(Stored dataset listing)
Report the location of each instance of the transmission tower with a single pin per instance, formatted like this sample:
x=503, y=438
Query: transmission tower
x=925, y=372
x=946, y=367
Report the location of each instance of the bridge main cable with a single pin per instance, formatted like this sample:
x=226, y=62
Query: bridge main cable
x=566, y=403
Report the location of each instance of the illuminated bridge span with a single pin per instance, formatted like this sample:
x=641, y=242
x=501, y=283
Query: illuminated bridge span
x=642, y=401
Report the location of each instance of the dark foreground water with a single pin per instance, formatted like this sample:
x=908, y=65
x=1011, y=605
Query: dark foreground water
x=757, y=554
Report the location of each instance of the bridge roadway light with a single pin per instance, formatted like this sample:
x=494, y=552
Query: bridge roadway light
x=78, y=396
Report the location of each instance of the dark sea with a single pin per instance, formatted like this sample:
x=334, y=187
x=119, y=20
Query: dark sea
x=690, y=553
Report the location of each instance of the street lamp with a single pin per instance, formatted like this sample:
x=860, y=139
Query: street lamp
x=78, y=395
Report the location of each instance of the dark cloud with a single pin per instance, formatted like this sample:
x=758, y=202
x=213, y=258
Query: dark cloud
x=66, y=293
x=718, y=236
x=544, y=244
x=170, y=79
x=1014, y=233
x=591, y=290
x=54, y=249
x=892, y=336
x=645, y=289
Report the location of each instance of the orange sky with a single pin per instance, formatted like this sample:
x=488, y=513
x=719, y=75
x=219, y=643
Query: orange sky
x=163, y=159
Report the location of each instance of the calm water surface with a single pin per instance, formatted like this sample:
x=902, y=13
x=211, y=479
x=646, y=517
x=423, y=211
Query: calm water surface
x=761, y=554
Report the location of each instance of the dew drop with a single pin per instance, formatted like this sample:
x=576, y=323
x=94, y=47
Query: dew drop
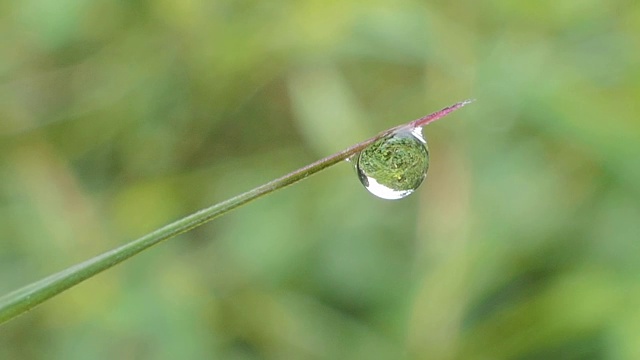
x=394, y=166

◆ GOAL OF THE EXERCISE: Write out every line of the listing above word for word, leaving out the picture.

◆ COMPLETED EXERCISE:
Report the location of each instance of the transmission tower with a single pin per instance, formatted like this sample:
x=503, y=438
Query: transmission tower
x=925, y=372
x=946, y=367
Report the location of each instance of the bridge main cable with a single pin per instance, formatted like this sample:
x=226, y=62
Query: bridge main cable
x=566, y=403
Report the location of each instance of the illuminated bridge span with a single pin per instance, formatted like this sample:
x=641, y=242
x=501, y=283
Query: illuminated bridge span
x=642, y=401
Report the location of each instance of the dark foreground water with a single pin per instance, formatted like this sample:
x=908, y=65
x=1011, y=605
Query: dark foreground water
x=757, y=554
Report the location of each instance of the bridge roadway light with a single pin per instance, formatted like this sample:
x=494, y=552
Query: bridge roadway light
x=78, y=396
Report the location of each instance of the dark sea with a single pin per instance, formatted like this sample:
x=334, y=187
x=119, y=20
Query: dark sea
x=690, y=553
Report the location of each instance of the street lamp with a single pin per instance, formatted like this sample:
x=860, y=139
Query: street lamp
x=78, y=395
Report the location of each instance of the dark cloud with a single pin per instance, formatted like this sample:
x=758, y=202
x=213, y=258
Query: dark cloud
x=66, y=293
x=718, y=236
x=544, y=244
x=170, y=79
x=1014, y=233
x=591, y=290
x=54, y=249
x=892, y=336
x=645, y=289
Report the location of each instance of the orange sky with a single pin per instance, formatted like this sample:
x=488, y=513
x=719, y=75
x=219, y=643
Query: orange sky
x=163, y=159
Report the location of each instance of the calm water surface with a single pin per instance, formatted like this sample:
x=902, y=13
x=211, y=479
x=646, y=517
x=423, y=211
Query: calm water surface
x=761, y=554
Report the location of each instance of the dew drop with a single pin per instance, formatted like this sample:
x=576, y=323
x=94, y=47
Query: dew drop
x=394, y=166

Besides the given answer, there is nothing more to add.